---- Data extracts

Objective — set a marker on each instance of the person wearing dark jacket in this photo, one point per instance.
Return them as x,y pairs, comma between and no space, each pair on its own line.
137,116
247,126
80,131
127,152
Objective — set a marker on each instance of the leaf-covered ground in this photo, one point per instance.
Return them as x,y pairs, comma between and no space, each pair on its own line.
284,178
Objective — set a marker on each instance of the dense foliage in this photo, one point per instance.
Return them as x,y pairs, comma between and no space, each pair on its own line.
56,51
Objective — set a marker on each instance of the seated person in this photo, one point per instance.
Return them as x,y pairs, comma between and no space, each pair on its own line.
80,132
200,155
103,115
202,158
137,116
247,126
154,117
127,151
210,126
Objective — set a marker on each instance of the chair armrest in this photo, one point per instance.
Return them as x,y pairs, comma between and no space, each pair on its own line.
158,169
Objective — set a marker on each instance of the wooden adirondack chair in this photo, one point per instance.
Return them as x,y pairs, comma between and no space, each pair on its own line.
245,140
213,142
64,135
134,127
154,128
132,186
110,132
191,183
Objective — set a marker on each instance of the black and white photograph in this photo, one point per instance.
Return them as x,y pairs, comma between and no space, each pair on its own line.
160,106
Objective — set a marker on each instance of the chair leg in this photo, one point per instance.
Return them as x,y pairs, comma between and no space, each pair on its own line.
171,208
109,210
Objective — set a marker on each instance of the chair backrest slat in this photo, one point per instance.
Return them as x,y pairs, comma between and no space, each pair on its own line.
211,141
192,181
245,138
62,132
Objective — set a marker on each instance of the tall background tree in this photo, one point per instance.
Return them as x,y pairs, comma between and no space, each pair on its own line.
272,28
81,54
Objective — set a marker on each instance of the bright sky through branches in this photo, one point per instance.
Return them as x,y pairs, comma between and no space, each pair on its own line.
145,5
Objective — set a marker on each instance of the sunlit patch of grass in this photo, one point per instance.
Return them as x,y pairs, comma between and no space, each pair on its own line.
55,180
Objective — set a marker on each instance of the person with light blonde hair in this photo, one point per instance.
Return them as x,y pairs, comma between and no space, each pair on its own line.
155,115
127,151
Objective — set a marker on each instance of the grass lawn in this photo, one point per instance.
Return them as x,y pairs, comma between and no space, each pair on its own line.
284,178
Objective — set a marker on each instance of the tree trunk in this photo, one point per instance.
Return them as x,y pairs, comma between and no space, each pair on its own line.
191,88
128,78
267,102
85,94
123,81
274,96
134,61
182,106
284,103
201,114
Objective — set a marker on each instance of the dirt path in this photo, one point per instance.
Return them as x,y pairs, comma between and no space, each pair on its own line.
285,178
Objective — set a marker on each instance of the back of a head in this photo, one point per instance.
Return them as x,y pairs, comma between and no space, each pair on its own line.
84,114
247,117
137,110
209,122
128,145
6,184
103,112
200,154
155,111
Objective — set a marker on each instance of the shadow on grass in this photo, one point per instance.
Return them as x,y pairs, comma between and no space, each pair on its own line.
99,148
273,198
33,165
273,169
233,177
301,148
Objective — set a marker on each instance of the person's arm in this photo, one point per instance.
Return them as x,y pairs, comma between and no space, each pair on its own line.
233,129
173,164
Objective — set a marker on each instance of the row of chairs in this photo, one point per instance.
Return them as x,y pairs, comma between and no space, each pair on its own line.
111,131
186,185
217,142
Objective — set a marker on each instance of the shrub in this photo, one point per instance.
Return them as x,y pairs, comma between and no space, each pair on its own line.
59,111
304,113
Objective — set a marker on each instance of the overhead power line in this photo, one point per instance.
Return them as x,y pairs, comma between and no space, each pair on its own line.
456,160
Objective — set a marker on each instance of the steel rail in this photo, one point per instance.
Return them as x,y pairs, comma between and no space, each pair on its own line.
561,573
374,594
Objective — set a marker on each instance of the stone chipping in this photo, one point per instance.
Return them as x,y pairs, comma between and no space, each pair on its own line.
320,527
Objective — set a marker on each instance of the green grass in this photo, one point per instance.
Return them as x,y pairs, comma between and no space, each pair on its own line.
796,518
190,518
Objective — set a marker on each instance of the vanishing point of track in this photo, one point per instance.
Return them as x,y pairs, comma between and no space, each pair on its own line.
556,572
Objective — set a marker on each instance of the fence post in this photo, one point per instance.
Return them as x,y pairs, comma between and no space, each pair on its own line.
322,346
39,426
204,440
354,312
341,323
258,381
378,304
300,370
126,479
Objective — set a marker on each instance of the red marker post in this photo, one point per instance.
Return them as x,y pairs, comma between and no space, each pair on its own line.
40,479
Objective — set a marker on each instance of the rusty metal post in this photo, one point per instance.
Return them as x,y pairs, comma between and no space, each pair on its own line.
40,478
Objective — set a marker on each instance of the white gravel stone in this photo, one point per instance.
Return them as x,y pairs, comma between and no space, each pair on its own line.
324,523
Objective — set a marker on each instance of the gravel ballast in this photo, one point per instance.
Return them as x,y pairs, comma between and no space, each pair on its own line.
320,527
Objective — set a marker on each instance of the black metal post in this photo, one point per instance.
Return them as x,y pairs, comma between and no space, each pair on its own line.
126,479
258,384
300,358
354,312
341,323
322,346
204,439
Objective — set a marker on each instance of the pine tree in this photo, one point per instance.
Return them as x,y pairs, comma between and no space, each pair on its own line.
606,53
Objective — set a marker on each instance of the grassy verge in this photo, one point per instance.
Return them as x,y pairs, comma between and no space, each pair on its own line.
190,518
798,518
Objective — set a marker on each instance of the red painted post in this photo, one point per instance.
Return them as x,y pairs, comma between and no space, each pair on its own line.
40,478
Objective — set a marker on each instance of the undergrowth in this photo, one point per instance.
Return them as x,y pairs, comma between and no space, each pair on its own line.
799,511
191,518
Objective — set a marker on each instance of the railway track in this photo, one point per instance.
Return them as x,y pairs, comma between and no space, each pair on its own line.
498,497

--------

» **What you need to do**:
Look through the material above. Copy each line where the word "white" appears.

» **Response area**:
Objective — set a marker on each instance of the black and white photograph in this photo, one point per instance.
Objective — set a marker on each instance of the white gravel stone in this photo, one point per instance.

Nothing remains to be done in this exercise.